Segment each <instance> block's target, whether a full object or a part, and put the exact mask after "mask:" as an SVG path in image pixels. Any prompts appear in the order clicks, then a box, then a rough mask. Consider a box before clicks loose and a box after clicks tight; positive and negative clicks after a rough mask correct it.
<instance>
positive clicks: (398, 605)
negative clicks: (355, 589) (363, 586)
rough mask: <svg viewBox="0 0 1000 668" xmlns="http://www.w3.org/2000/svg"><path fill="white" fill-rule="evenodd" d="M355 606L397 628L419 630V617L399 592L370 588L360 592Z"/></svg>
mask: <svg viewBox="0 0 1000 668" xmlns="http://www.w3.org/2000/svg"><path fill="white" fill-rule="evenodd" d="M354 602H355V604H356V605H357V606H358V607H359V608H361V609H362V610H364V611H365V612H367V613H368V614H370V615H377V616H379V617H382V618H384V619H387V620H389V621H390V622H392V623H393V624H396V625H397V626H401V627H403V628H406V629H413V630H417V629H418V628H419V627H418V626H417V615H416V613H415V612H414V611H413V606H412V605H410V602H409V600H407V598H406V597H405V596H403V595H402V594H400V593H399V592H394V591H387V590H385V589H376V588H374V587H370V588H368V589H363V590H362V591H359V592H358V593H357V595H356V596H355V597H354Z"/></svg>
..............................
* Required work
Set down each entry again, unchanged.

* Reply to the task
Segment each <instance> block's target, whether a full object or a part, and put the exact mask after "mask:" as an SVG path in image pixels. Any prompts appear in the order clicks, then a box, then a rough mask. Consider a box before clicks loose and a box after clicks tight; positive and negative clicks after a rough mask correct it.
<instance>
positive clicks: (398, 605)
negative clicks: (355, 589) (363, 586)
rough mask: <svg viewBox="0 0 1000 668" xmlns="http://www.w3.org/2000/svg"><path fill="white" fill-rule="evenodd" d="M355 606L397 628L419 630V617L399 592L370 588L360 592Z"/></svg>
mask: <svg viewBox="0 0 1000 668" xmlns="http://www.w3.org/2000/svg"><path fill="white" fill-rule="evenodd" d="M354 602H355V604H356V605H357V606H358V607H359V608H361V609H362V610H364V611H365V612H367V613H368V614H370V615H377V616H379V617H382V618H384V619H387V620H389V621H390V622H392V623H393V624H396V625H397V626H401V627H403V628H406V629H413V630H417V629H418V628H419V627H418V626H417V615H416V613H415V612H414V611H413V606H412V605H410V602H409V600H407V598H406V597H405V596H403V595H402V594H400V593H399V592H394V591H387V590H385V589H376V588H374V587H370V588H368V589H363V590H362V591H359V592H358V593H357V595H356V596H355V597H354Z"/></svg>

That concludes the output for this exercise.